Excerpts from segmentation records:
☆ ☆ ☆ ☆ ☆ ☆ ☆
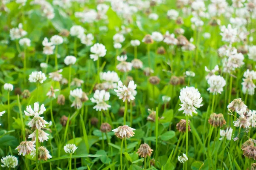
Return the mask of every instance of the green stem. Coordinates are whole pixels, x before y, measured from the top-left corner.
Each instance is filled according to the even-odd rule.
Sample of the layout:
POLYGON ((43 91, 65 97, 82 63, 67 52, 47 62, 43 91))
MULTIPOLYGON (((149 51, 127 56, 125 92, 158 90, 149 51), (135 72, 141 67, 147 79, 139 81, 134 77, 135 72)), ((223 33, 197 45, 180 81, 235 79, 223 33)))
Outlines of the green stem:
POLYGON ((55 69, 58 70, 58 45, 56 45, 56 48, 55 48, 55 69))
POLYGON ((122 170, 122 148, 124 144, 124 138, 122 139, 122 142, 121 143, 121 150, 120 151, 120 164, 121 166, 121 170, 122 170))
MULTIPOLYGON (((189 115, 186 116, 186 155, 188 156, 188 144, 189 144, 189 115)), ((185 162, 185 169, 188 169, 188 162, 185 162)))
POLYGON ((127 100, 125 102, 125 112, 124 113, 124 125, 126 124, 126 113, 127 113, 127 100))

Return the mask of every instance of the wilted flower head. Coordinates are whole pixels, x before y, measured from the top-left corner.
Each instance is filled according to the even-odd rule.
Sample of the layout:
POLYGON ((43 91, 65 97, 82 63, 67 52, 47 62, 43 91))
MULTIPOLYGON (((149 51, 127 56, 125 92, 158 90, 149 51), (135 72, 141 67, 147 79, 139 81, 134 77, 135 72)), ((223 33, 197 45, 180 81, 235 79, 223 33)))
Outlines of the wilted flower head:
POLYGON ((223 117, 223 115, 221 113, 216 114, 215 113, 212 113, 210 116, 210 118, 208 119, 208 122, 212 126, 217 127, 218 126, 221 128, 223 125, 226 125, 226 121, 223 117))
POLYGON ((112 128, 108 123, 103 123, 100 126, 100 131, 102 133, 110 132, 112 128))
POLYGON ((135 133, 133 131, 135 129, 130 128, 127 125, 120 126, 116 129, 113 129, 112 131, 115 132, 115 135, 118 138, 129 138, 134 136, 135 133))
POLYGON ((118 83, 117 89, 114 91, 116 92, 116 95, 119 97, 119 99, 122 99, 124 102, 126 100, 130 102, 135 98, 134 96, 137 86, 137 85, 134 84, 133 80, 129 82, 127 87, 125 85, 123 85, 122 82, 119 81, 118 83))
POLYGON ((189 160, 188 157, 184 153, 183 153, 183 156, 178 156, 178 161, 182 164, 184 164, 188 160, 189 160))
POLYGON ((223 87, 226 85, 225 79, 221 76, 213 75, 210 76, 207 81, 210 87, 207 90, 213 94, 217 93, 221 94, 223 91, 223 87))
POLYGON ((18 159, 17 157, 8 155, 3 157, 1 159, 1 162, 3 164, 1 165, 2 167, 7 167, 8 168, 15 168, 18 165, 18 159))
POLYGON ((42 71, 33 71, 29 75, 29 80, 30 82, 39 82, 42 84, 46 79, 46 76, 44 73, 42 71))
POLYGON ((13 85, 10 83, 5 83, 3 85, 3 89, 8 91, 11 91, 13 90, 13 85))
POLYGON ((98 60, 99 57, 102 57, 105 56, 107 50, 104 45, 96 43, 93 46, 91 47, 90 52, 94 54, 90 54, 90 57, 91 59, 93 59, 93 61, 95 61, 98 60))
POLYGON ((96 111, 107 110, 108 108, 111 107, 110 105, 108 105, 106 103, 106 101, 109 100, 110 97, 109 92, 106 92, 104 90, 100 91, 96 90, 93 94, 93 97, 90 98, 91 102, 96 104, 93 107, 93 109, 96 110, 96 111))
MULTIPOLYGON (((40 146, 38 148, 38 160, 44 160, 47 161, 47 159, 49 159, 52 158, 52 156, 49 154, 49 151, 46 147, 44 146, 40 146)), ((35 150, 31 153, 31 155, 32 156, 32 158, 36 156, 35 150)))
POLYGON ((231 140, 232 137, 233 132, 233 129, 231 128, 228 128, 225 130, 221 130, 220 131, 220 135, 221 137, 219 139, 219 140, 223 140, 224 138, 226 137, 227 140, 229 141, 231 140))
POLYGON ((73 56, 67 56, 64 59, 64 63, 67 65, 75 64, 76 61, 76 58, 73 56))
POLYGON ((187 86, 182 88, 179 97, 182 104, 180 105, 181 108, 179 110, 183 110, 183 113, 186 115, 192 116, 192 113, 197 113, 195 110, 203 105, 201 104, 203 99, 201 97, 200 93, 194 87, 187 86))
POLYGON ((132 64, 131 62, 126 61, 127 60, 127 56, 125 55, 116 57, 117 60, 120 62, 120 63, 116 65, 116 68, 122 72, 128 72, 131 70, 132 64))
MULTIPOLYGON (((191 131, 189 123, 190 121, 189 120, 189 131, 191 131)), ((180 132, 186 132, 186 122, 185 119, 180 119, 180 122, 176 124, 176 129, 180 132)))
POLYGON ((142 158, 145 158, 148 156, 151 156, 153 151, 153 150, 151 149, 149 145, 144 143, 144 144, 140 144, 137 153, 142 158))
POLYGON ((15 150, 17 150, 19 152, 19 155, 23 155, 30 154, 32 151, 35 150, 34 144, 35 141, 23 141, 20 142, 19 146, 16 148, 15 150))
POLYGON ((235 99, 227 106, 227 108, 232 111, 240 110, 243 108, 247 108, 241 98, 235 99))
POLYGON ((77 147, 75 144, 67 144, 64 147, 64 150, 67 153, 74 153, 77 147))

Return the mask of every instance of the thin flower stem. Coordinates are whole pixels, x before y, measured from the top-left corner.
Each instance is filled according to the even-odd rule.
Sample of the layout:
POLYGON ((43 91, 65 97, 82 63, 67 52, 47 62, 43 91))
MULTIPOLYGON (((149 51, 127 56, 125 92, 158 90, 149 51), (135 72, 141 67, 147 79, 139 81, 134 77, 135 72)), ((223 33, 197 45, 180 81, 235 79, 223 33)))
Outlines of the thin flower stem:
POLYGON ((55 48, 55 69, 58 70, 58 45, 56 45, 56 48, 55 48))
POLYGON ((124 138, 122 139, 122 142, 121 142, 121 150, 120 151, 120 166, 121 170, 122 170, 122 148, 124 144, 124 138))
POLYGON ((10 119, 11 116, 11 113, 10 112, 10 91, 8 91, 8 93, 7 94, 7 105, 8 105, 8 112, 7 114, 7 117, 8 117, 8 130, 11 130, 11 119, 10 119))
POLYGON ((127 100, 125 102, 125 112, 124 113, 124 125, 126 124, 126 113, 127 113, 127 100))
POLYGON ((69 165, 70 165, 70 170, 72 170, 72 167, 71 167, 72 165, 72 154, 70 153, 70 163, 69 163, 69 165))
MULTIPOLYGON (((186 155, 188 156, 188 144, 189 144, 189 115, 186 116, 186 155)), ((188 169, 188 162, 185 162, 185 169, 188 169)))

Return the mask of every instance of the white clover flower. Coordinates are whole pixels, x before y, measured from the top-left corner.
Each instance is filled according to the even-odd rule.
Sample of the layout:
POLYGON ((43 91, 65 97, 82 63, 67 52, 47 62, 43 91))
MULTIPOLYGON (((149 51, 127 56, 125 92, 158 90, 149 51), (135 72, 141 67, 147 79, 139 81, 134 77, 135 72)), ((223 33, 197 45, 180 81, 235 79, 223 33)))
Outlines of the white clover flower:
☆ ☆ ☆ ☆ ☆ ☆ ☆
# To do
Substitute "upper-left corner" for "top-left corner" wherever it occurs in the records, and reproduce all of the records with no other changes. Leave the pictures out.

# Completed exercise
Return the mask of every instance of the green stem. Coordinates are whole pixels, x before y, measured from the upper-left corner.
Each instance is filled according to the even-odd rule.
Sample of the layout:
POLYGON ((43 91, 65 97, 82 63, 67 52, 47 62, 43 91))
MULTIPOLYGON (((149 51, 127 56, 125 92, 158 90, 149 51), (135 72, 141 67, 147 79, 139 81, 134 77, 135 72)), ((223 33, 197 45, 180 81, 235 79, 223 33)))
Outlines of the green stem:
POLYGON ((55 69, 58 70, 58 45, 56 45, 56 48, 55 48, 55 69))
POLYGON ((122 170, 122 148, 124 144, 124 138, 122 139, 122 142, 121 143, 121 150, 120 151, 120 164, 121 166, 121 170, 122 170))
MULTIPOLYGON (((189 115, 186 116, 186 155, 188 156, 188 144, 189 144, 189 115)), ((185 162, 185 169, 188 169, 188 162, 185 162)))
POLYGON ((127 100, 125 102, 125 112, 124 113, 124 125, 126 124, 126 113, 127 113, 127 100))

Return the mask of every instance of the wilted flower head. Coordinates are whole pixels, x before y, measured from the upper-left corner.
Each instance is filled according to the even-odd rule.
Sample of the layout:
POLYGON ((43 91, 65 97, 82 63, 67 52, 47 62, 43 91))
MULTIPOLYGON (((149 51, 127 56, 125 92, 158 90, 149 51), (135 72, 141 67, 147 79, 139 81, 134 77, 135 72)), ((223 33, 197 45, 180 81, 235 79, 223 33)))
Outlines of the wilted flower head:
POLYGON ((223 117, 223 115, 221 113, 216 114, 215 113, 212 113, 210 116, 210 118, 208 119, 208 122, 212 126, 217 127, 218 126, 221 128, 223 125, 226 125, 226 121, 223 117))
POLYGON ((112 128, 108 123, 103 123, 100 126, 100 131, 102 133, 110 132, 112 128))
POLYGON ((135 133, 133 131, 135 129, 130 128, 127 125, 120 126, 116 129, 113 129, 112 131, 115 132, 115 135, 118 138, 129 138, 134 136, 135 133))
POLYGON ((118 83, 117 89, 114 91, 116 92, 116 95, 119 97, 119 99, 122 99, 124 102, 126 100, 130 102, 135 98, 134 96, 137 86, 137 85, 134 84, 133 80, 129 82, 127 87, 125 85, 123 85, 122 82, 119 81, 118 83))
POLYGON ((189 160, 188 157, 184 153, 183 153, 183 156, 178 156, 178 161, 182 164, 184 164, 188 160, 189 160))
POLYGON ((223 87, 226 85, 225 79, 221 76, 213 75, 210 76, 207 81, 210 87, 207 90, 213 94, 217 93, 221 94, 223 91, 223 87))
POLYGON ((18 159, 17 157, 8 155, 3 157, 1 159, 1 162, 3 164, 1 165, 2 167, 7 167, 8 168, 15 168, 18 165, 18 159))
POLYGON ((42 71, 33 71, 29 75, 29 80, 30 82, 39 82, 42 84, 46 79, 46 76, 44 73, 42 71))
POLYGON ((13 85, 10 83, 5 83, 3 85, 3 89, 8 91, 11 91, 13 90, 13 85))
POLYGON ((98 60, 99 57, 102 57, 105 56, 107 50, 104 45, 96 43, 93 46, 91 47, 90 52, 94 54, 90 54, 90 57, 91 59, 93 59, 93 61, 95 61, 98 60))
POLYGON ((96 111, 107 110, 108 108, 111 107, 110 105, 108 105, 106 103, 106 101, 109 100, 110 97, 109 92, 106 92, 104 90, 100 91, 96 90, 93 94, 93 97, 90 98, 91 102, 96 104, 93 107, 93 109, 96 110, 96 111))
MULTIPOLYGON (((40 146, 38 148, 38 160, 44 160, 47 161, 47 159, 49 159, 52 158, 52 156, 49 154, 49 151, 46 147, 44 146, 40 146)), ((35 150, 31 153, 31 155, 32 156, 32 158, 36 156, 35 150)))
POLYGON ((231 140, 232 137, 233 132, 233 129, 231 128, 228 128, 225 130, 221 130, 220 131, 220 135, 221 137, 219 139, 219 140, 223 140, 224 138, 226 137, 227 140, 229 141, 231 140))
POLYGON ((73 56, 67 56, 64 59, 64 63, 67 65, 75 64, 76 61, 76 58, 73 56))
POLYGON ((187 86, 182 88, 179 97, 182 104, 180 105, 181 108, 179 110, 183 110, 183 113, 186 115, 192 116, 192 113, 197 113, 195 110, 203 105, 201 104, 203 99, 201 97, 200 93, 194 87, 187 86))
POLYGON ((132 64, 131 62, 126 61, 127 60, 127 56, 125 55, 116 57, 117 60, 120 62, 120 63, 116 65, 116 68, 122 72, 128 72, 131 70, 132 64))
MULTIPOLYGON (((191 131, 189 123, 190 121, 189 120, 189 131, 191 131)), ((180 132, 186 132, 186 122, 185 119, 180 119, 180 122, 176 124, 176 129, 180 132)))
POLYGON ((142 158, 145 158, 148 156, 151 156, 153 151, 153 150, 151 149, 149 145, 144 143, 144 144, 140 144, 137 153, 142 158))
POLYGON ((15 150, 17 150, 19 152, 19 155, 23 155, 30 154, 32 151, 35 150, 34 144, 35 141, 23 141, 20 142, 19 146, 16 148, 15 150))
POLYGON ((235 99, 227 106, 227 108, 232 111, 240 110, 243 108, 247 108, 241 98, 235 99))
POLYGON ((77 147, 75 144, 67 144, 64 147, 64 150, 67 153, 74 153, 77 147))

Return the mask of every instance of the thin flower stem. Coordinates are whole pixels, x before y, measured from the upper-left corner.
Each instance is filled according to the even-odd rule.
Sample of the layout:
POLYGON ((43 91, 65 97, 82 63, 67 52, 47 62, 43 91))
MULTIPOLYGON (((149 51, 127 56, 125 92, 158 90, 149 51), (135 72, 141 67, 147 79, 139 81, 134 77, 135 72)), ((223 33, 197 45, 180 81, 235 79, 223 33)))
Outlines of the thin flower stem:
POLYGON ((55 48, 55 69, 58 70, 58 45, 56 45, 56 48, 55 48))
POLYGON ((124 138, 122 139, 122 142, 121 142, 121 150, 120 151, 120 166, 121 170, 122 170, 122 148, 124 144, 124 138))
POLYGON ((10 119, 11 116, 11 113, 10 112, 10 91, 8 91, 8 93, 7 94, 7 105, 8 105, 8 112, 7 114, 7 117, 8 117, 8 130, 11 130, 11 119, 10 119))
POLYGON ((127 100, 125 102, 125 112, 124 113, 124 125, 126 124, 126 113, 127 113, 127 100))
POLYGON ((69 165, 70 165, 70 170, 72 170, 72 167, 71 167, 72 165, 72 154, 70 153, 70 163, 69 163, 69 165))
MULTIPOLYGON (((186 155, 188 156, 188 144, 189 144, 189 115, 186 116, 186 155)), ((188 169, 188 162, 185 162, 185 169, 188 169)))

Return the mask of every instance of the white clover flower. Coordinates are whole pixels, x before y, measured from the upper-left corner.
Each instance is filled according to the even-odd rule.
Sample of the layout:
POLYGON ((43 91, 65 97, 82 63, 67 52, 47 62, 43 91))
MULTIPOLYGON (((149 51, 127 56, 125 92, 158 90, 149 51), (135 72, 141 67, 147 79, 139 81, 134 77, 135 72)), ((223 33, 197 45, 180 81, 235 79, 223 33)))
Outlines of the white clover flower:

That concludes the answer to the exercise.